Extract from the listing below each line that contains the word "shrub" and reproduce every such line in full.

++++ Source data ++++

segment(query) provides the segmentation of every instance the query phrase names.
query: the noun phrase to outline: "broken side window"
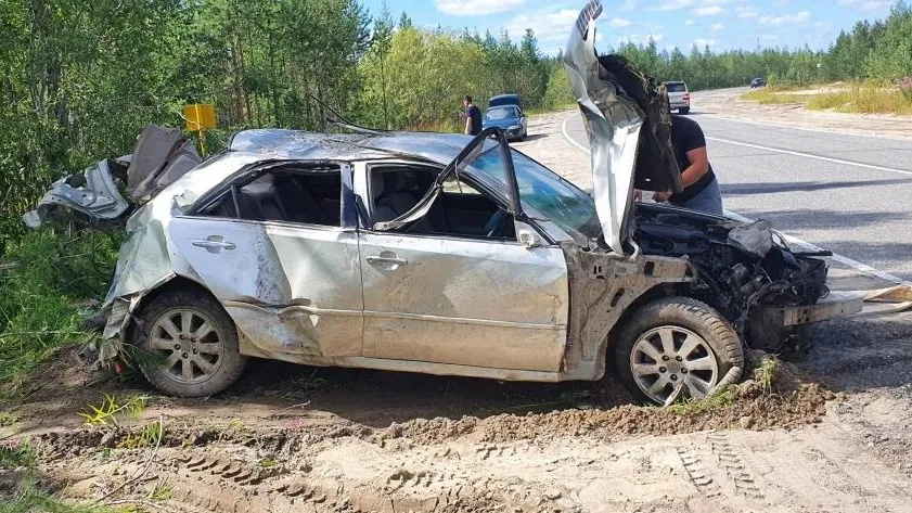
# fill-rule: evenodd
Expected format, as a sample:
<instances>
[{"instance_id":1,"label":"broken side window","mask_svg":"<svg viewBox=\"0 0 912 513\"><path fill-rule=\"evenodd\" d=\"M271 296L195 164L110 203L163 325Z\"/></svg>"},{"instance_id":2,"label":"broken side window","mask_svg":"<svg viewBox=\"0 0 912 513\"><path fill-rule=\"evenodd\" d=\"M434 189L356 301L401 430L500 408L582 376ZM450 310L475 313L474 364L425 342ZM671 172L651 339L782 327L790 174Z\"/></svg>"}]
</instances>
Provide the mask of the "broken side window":
<instances>
[{"instance_id":1,"label":"broken side window","mask_svg":"<svg viewBox=\"0 0 912 513\"><path fill-rule=\"evenodd\" d=\"M481 194L465 177L448 177L440 190L435 187L439 169L426 166L389 165L370 169L370 195L374 222L399 219L422 201L426 208L393 231L428 235L451 235L494 240L516 240L513 217Z\"/></svg>"},{"instance_id":2,"label":"broken side window","mask_svg":"<svg viewBox=\"0 0 912 513\"><path fill-rule=\"evenodd\" d=\"M338 227L342 171L283 166L232 188L203 215Z\"/></svg>"}]
</instances>

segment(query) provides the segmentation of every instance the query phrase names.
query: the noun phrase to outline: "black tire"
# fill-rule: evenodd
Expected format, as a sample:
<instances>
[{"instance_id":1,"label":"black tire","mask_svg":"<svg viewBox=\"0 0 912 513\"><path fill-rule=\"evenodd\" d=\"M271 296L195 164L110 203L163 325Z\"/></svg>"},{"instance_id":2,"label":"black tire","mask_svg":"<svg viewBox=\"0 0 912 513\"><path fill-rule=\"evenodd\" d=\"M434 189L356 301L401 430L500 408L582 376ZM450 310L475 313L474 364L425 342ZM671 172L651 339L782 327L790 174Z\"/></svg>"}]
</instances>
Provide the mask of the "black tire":
<instances>
[{"instance_id":1,"label":"black tire","mask_svg":"<svg viewBox=\"0 0 912 513\"><path fill-rule=\"evenodd\" d=\"M654 330L667 326L683 329L698 335L711 354L716 362L716 375L711 380L715 386L733 367L744 368L744 348L737 333L732 325L715 309L690 297L668 297L643 305L634 311L620 326L617 336L612 341L614 365L621 383L630 390L634 398L646 403L659 403L640 388L633 375L634 346L644 335ZM681 344L683 345L683 343ZM701 350L703 350L701 348ZM699 357L699 352L693 352ZM675 364L673 362L671 362ZM656 361L656 364L660 364ZM684 364L682 365L686 373ZM666 368L660 368L666 369ZM671 369L668 368L668 371ZM703 371L693 371L703 372ZM670 377L670 376L669 376ZM658 381L658 380L656 380ZM670 396L670 389L666 389Z\"/></svg>"},{"instance_id":2,"label":"black tire","mask_svg":"<svg viewBox=\"0 0 912 513\"><path fill-rule=\"evenodd\" d=\"M190 328L184 329L183 317L180 316L181 312L187 311L196 312L196 317L191 317ZM166 318L171 322L170 328L177 328L180 333L184 330L193 332L193 328L196 328L195 332L198 333L203 324L211 322L211 333L217 338L214 338L209 332L201 336L198 342L195 336L192 337L192 342L189 336L184 339L170 337L168 330L158 325L159 321L166 322ZM178 319L180 319L180 326L178 322L175 322ZM156 335L155 346L153 334ZM160 344L165 342L164 337L169 337L168 341L172 341L175 347L162 349ZM149 382L163 393L179 397L207 397L224 390L241 377L247 360L241 356L237 330L228 312L214 297L193 288L166 292L145 305L139 316L134 343L140 349L139 367ZM177 346L181 344L183 347L177 349ZM204 349L204 347L218 346L220 346L220 355L217 356L211 352L206 354L207 350L213 349ZM170 368L166 368L167 359L174 355L179 360L171 363ZM206 361L202 362L200 359ZM196 361L208 362L214 369L207 373ZM181 373L183 365L189 365L191 382L183 382L183 374L179 376L178 373L172 372L178 364L180 364ZM201 373L198 377L195 375L197 371Z\"/></svg>"}]
</instances>

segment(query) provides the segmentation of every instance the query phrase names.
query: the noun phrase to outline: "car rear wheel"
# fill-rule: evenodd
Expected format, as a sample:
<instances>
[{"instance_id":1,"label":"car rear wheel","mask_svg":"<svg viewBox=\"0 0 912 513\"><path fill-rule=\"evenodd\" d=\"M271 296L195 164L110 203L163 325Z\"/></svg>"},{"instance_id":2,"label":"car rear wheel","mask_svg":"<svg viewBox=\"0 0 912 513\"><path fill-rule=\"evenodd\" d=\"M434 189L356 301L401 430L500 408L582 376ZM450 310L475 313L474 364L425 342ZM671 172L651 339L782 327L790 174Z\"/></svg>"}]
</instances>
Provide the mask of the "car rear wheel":
<instances>
[{"instance_id":1,"label":"car rear wheel","mask_svg":"<svg viewBox=\"0 0 912 513\"><path fill-rule=\"evenodd\" d=\"M141 315L139 365L159 390L205 397L228 388L244 372L234 322L208 294L181 290L152 299Z\"/></svg>"},{"instance_id":2,"label":"car rear wheel","mask_svg":"<svg viewBox=\"0 0 912 513\"><path fill-rule=\"evenodd\" d=\"M688 297L638 309L614 347L625 386L639 400L658 405L672 397L706 397L729 370L744 365L744 349L731 324Z\"/></svg>"}]
</instances>

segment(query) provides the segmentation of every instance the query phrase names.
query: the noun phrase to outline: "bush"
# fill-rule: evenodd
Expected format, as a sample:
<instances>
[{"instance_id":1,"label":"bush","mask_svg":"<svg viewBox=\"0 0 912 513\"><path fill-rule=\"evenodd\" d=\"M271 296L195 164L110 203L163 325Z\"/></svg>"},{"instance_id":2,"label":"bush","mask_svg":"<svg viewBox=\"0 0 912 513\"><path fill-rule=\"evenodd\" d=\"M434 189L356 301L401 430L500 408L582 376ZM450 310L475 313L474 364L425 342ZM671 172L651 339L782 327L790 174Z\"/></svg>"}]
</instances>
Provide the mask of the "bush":
<instances>
[{"instance_id":1,"label":"bush","mask_svg":"<svg viewBox=\"0 0 912 513\"><path fill-rule=\"evenodd\" d=\"M0 389L15 394L57 347L88 342L82 318L110 284L119 238L43 228L0 259Z\"/></svg>"}]
</instances>

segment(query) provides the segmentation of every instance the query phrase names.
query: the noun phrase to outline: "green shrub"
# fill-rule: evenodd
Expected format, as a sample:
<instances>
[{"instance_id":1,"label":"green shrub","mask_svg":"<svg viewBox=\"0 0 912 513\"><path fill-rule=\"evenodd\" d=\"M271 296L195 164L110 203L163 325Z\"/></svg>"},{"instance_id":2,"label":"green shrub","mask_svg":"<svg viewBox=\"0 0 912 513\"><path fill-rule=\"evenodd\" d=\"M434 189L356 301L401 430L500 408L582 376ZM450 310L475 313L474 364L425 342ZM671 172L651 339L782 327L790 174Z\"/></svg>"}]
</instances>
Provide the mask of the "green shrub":
<instances>
[{"instance_id":1,"label":"green shrub","mask_svg":"<svg viewBox=\"0 0 912 513\"><path fill-rule=\"evenodd\" d=\"M103 298L119 238L53 228L28 232L0 258L0 394L14 394L57 347L88 342L81 328Z\"/></svg>"}]
</instances>

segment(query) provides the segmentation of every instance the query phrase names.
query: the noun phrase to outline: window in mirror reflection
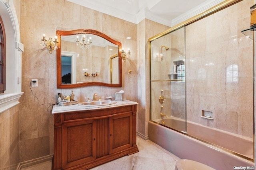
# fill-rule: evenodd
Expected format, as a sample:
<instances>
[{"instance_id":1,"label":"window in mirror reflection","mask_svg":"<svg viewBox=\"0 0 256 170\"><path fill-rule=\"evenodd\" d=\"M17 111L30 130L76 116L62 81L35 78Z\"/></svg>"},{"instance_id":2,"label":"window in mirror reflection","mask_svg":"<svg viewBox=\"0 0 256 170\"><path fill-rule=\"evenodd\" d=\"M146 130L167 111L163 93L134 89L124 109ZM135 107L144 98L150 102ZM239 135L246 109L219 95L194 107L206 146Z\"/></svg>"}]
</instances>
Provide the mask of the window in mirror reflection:
<instances>
[{"instance_id":1,"label":"window in mirror reflection","mask_svg":"<svg viewBox=\"0 0 256 170\"><path fill-rule=\"evenodd\" d=\"M72 58L61 56L62 82L63 84L71 84Z\"/></svg>"},{"instance_id":2,"label":"window in mirror reflection","mask_svg":"<svg viewBox=\"0 0 256 170\"><path fill-rule=\"evenodd\" d=\"M227 82L237 82L238 80L238 66L230 65L227 68Z\"/></svg>"}]
</instances>

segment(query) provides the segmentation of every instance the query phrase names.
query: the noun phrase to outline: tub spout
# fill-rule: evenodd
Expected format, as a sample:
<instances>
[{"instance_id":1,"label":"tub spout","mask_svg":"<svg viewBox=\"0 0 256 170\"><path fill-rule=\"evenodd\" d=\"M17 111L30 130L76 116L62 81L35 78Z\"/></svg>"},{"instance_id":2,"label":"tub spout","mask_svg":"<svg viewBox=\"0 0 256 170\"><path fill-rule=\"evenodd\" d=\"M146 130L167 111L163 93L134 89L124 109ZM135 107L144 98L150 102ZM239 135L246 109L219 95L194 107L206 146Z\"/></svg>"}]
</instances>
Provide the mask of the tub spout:
<instances>
[{"instance_id":1,"label":"tub spout","mask_svg":"<svg viewBox=\"0 0 256 170\"><path fill-rule=\"evenodd\" d=\"M168 117L168 116L167 116L166 115L165 115L163 113L160 113L160 115L161 116L161 117L164 117L164 116L165 116L166 117L166 118Z\"/></svg>"}]
</instances>

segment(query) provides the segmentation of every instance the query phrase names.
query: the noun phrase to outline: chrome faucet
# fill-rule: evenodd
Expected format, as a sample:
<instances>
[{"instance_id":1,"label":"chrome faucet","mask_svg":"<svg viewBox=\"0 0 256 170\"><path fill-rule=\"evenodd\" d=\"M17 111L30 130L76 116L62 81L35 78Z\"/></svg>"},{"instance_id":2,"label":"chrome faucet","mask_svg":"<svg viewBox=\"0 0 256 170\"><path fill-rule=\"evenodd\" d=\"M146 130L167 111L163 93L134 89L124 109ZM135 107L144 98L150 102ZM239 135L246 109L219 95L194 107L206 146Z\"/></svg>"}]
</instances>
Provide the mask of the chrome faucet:
<instances>
[{"instance_id":1,"label":"chrome faucet","mask_svg":"<svg viewBox=\"0 0 256 170\"><path fill-rule=\"evenodd\" d=\"M98 96L97 93L95 93L93 94L93 97L92 98L92 101L96 101L96 97Z\"/></svg>"},{"instance_id":2,"label":"chrome faucet","mask_svg":"<svg viewBox=\"0 0 256 170\"><path fill-rule=\"evenodd\" d=\"M166 118L168 117L168 116L167 116L166 115L165 115L163 113L160 113L160 115L161 116L161 117L165 116L165 117L166 117Z\"/></svg>"}]
</instances>

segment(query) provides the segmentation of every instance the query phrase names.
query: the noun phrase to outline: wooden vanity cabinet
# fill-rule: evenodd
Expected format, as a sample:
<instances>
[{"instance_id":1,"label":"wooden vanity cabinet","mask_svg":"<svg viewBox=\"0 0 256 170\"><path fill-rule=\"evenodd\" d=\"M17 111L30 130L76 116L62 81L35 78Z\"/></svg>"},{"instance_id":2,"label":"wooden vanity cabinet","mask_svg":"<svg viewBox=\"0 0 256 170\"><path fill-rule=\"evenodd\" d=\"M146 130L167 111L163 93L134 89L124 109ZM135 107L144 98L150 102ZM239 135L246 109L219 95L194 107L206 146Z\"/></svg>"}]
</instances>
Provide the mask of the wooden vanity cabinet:
<instances>
[{"instance_id":1,"label":"wooden vanity cabinet","mask_svg":"<svg viewBox=\"0 0 256 170\"><path fill-rule=\"evenodd\" d=\"M138 152L136 105L54 114L52 169L85 170Z\"/></svg>"}]
</instances>

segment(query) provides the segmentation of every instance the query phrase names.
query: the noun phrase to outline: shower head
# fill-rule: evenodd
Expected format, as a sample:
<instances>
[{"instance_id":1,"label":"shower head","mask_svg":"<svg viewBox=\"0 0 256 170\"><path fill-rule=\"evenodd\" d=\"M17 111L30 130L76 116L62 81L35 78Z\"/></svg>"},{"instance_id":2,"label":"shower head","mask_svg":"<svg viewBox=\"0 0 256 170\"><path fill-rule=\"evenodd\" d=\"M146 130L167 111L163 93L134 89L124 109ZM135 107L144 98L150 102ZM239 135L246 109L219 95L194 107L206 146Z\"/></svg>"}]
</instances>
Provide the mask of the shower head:
<instances>
[{"instance_id":1,"label":"shower head","mask_svg":"<svg viewBox=\"0 0 256 170\"><path fill-rule=\"evenodd\" d=\"M165 48L165 50L166 51L167 51L169 49L169 48L168 48L168 47L167 47L166 46L165 46L165 45L161 45L161 48L162 49L162 48L163 48L163 47L164 47L164 48Z\"/></svg>"}]
</instances>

++++

● Solution to the problem:
query: the noun phrase to outline: "green shrub"
[{"instance_id":1,"label":"green shrub","mask_svg":"<svg viewBox=\"0 0 912 513\"><path fill-rule=\"evenodd\" d=\"M271 296L195 164L110 203L163 325Z\"/></svg>"},{"instance_id":2,"label":"green shrub","mask_svg":"<svg viewBox=\"0 0 912 513\"><path fill-rule=\"evenodd\" d=\"M434 189L356 301L401 430L500 408L582 376ZM450 310L475 313L474 364L425 342ZM671 172L651 339L782 327L790 174Z\"/></svg>"}]
Provide the mask of the "green shrub":
[{"instance_id":1,"label":"green shrub","mask_svg":"<svg viewBox=\"0 0 912 513\"><path fill-rule=\"evenodd\" d=\"M103 298L119 238L53 228L28 232L0 258L0 394L14 394L57 347L88 342L81 328Z\"/></svg>"}]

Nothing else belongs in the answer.